- **WHAT NEEDS TO BE DONE**
Can you output the lines below, from the one containing "Place a pin on every instance of the palm" down through the last line, as a JSON list of strings with one string per line and any blank lines skipped?

- **AVAILABLE DATA**
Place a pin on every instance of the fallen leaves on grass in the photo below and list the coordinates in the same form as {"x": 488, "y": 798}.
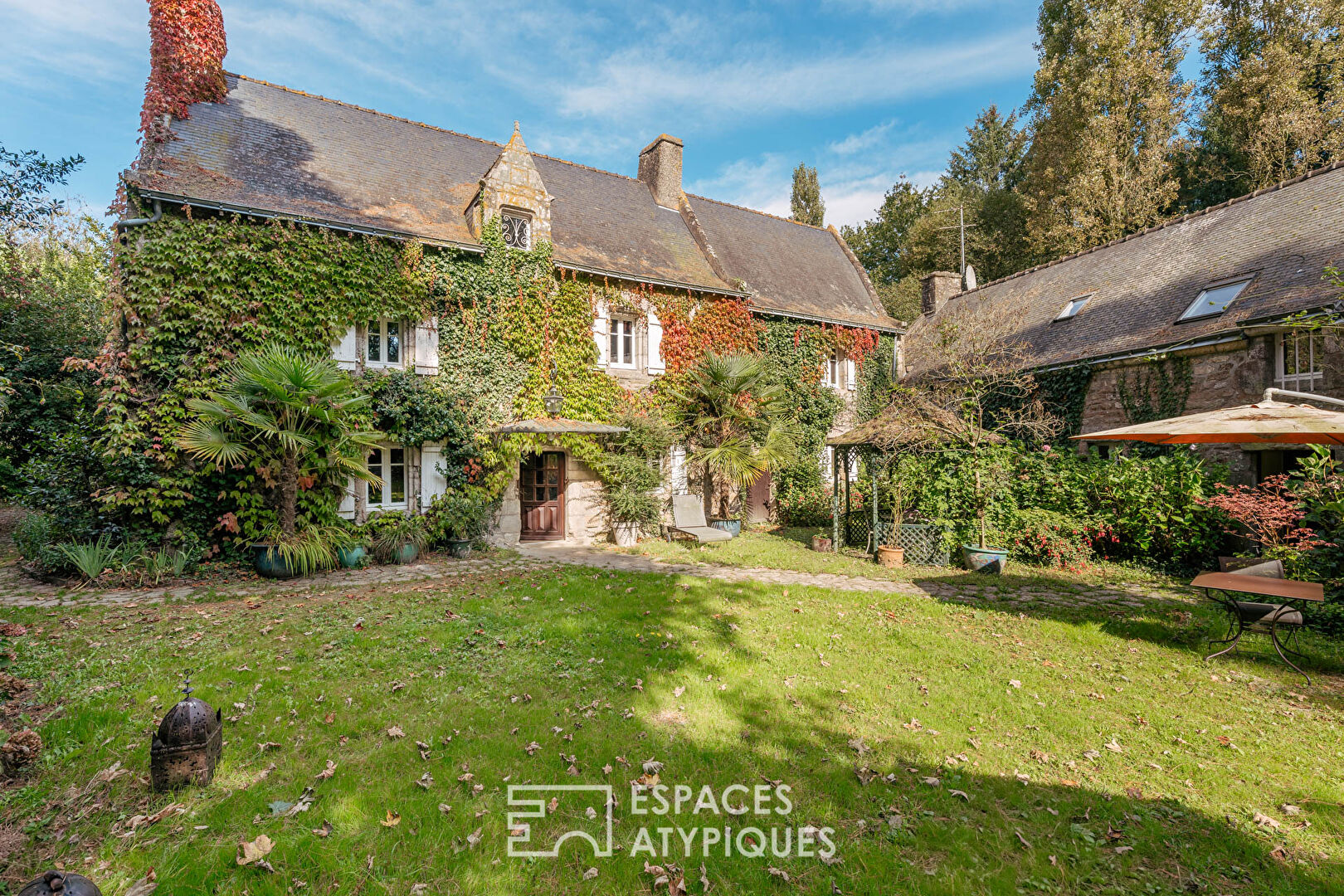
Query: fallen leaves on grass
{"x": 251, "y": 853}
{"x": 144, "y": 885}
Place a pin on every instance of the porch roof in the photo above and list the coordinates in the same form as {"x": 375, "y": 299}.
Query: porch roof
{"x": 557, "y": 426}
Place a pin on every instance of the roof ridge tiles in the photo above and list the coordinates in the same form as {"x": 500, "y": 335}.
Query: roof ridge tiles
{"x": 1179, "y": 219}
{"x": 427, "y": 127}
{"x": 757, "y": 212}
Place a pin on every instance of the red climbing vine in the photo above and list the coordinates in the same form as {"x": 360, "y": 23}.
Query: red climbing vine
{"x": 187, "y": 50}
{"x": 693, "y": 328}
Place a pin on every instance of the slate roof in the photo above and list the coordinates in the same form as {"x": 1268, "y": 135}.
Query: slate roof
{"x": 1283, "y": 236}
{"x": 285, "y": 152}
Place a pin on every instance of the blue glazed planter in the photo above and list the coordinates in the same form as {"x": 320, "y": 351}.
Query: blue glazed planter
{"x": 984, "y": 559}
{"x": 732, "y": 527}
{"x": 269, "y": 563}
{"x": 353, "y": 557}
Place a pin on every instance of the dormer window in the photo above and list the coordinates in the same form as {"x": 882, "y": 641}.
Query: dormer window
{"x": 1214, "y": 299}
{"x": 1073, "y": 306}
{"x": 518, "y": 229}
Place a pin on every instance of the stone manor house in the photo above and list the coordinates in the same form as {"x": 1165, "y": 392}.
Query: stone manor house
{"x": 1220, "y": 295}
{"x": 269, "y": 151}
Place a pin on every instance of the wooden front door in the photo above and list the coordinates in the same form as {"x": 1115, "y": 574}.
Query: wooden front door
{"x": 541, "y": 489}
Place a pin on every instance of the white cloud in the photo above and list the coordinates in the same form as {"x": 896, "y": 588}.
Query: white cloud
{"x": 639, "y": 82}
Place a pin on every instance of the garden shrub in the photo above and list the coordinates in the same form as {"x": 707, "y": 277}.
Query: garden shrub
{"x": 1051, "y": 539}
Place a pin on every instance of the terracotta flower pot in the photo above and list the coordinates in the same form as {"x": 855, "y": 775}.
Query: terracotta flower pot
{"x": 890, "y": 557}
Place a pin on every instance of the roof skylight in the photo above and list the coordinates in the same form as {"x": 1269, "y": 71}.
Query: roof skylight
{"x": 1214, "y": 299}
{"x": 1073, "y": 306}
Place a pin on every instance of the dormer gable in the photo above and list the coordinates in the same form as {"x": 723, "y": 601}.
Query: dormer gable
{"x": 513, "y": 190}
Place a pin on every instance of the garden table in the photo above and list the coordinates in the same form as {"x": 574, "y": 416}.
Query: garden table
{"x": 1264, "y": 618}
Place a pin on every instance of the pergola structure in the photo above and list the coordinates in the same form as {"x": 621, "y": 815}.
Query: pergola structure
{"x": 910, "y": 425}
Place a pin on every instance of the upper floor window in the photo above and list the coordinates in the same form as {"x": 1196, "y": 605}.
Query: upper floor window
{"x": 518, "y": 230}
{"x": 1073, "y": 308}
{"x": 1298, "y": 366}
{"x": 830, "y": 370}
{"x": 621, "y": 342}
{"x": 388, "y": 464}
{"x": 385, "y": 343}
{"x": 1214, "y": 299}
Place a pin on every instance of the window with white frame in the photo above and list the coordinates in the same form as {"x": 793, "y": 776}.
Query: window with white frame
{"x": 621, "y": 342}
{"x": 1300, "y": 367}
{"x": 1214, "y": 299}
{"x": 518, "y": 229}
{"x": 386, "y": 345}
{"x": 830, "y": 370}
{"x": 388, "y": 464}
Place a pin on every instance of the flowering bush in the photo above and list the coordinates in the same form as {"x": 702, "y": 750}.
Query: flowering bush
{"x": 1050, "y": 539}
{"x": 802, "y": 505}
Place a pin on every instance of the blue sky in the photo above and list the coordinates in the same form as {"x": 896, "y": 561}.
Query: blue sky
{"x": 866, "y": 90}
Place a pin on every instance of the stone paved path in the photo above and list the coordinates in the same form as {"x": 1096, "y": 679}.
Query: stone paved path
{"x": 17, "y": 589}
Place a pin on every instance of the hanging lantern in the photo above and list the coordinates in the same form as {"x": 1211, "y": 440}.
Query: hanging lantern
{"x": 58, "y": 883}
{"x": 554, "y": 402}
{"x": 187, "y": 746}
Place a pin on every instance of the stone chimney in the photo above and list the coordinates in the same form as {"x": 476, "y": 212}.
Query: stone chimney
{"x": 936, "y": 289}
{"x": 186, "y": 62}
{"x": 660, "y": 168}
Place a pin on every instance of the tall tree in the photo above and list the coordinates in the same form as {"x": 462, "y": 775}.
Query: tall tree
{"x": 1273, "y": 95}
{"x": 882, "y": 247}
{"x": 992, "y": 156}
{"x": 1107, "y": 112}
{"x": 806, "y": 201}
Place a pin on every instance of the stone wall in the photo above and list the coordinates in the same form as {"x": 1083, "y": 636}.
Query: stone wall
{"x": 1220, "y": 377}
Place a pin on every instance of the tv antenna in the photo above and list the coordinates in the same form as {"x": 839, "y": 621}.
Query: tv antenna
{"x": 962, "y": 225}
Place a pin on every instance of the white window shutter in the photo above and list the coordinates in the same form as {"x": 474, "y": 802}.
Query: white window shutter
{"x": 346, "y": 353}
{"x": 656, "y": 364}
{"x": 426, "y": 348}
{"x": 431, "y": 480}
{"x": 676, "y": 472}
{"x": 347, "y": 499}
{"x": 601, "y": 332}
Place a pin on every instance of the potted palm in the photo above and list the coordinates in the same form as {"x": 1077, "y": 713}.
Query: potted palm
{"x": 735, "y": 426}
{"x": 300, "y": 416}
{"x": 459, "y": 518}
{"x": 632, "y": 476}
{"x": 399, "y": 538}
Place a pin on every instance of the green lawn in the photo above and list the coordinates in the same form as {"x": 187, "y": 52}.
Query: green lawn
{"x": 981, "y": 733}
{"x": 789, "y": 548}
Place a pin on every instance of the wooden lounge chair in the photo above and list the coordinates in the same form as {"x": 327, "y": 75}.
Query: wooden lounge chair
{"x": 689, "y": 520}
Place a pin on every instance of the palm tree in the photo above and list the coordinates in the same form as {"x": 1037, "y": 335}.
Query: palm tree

- **TASK SOLUTION**
[
  "Place a pin on every instance of the palm tree in the photo above and list the coordinates in the same form as {\"x\": 1037, \"y\": 335}.",
  "Query: palm tree"
]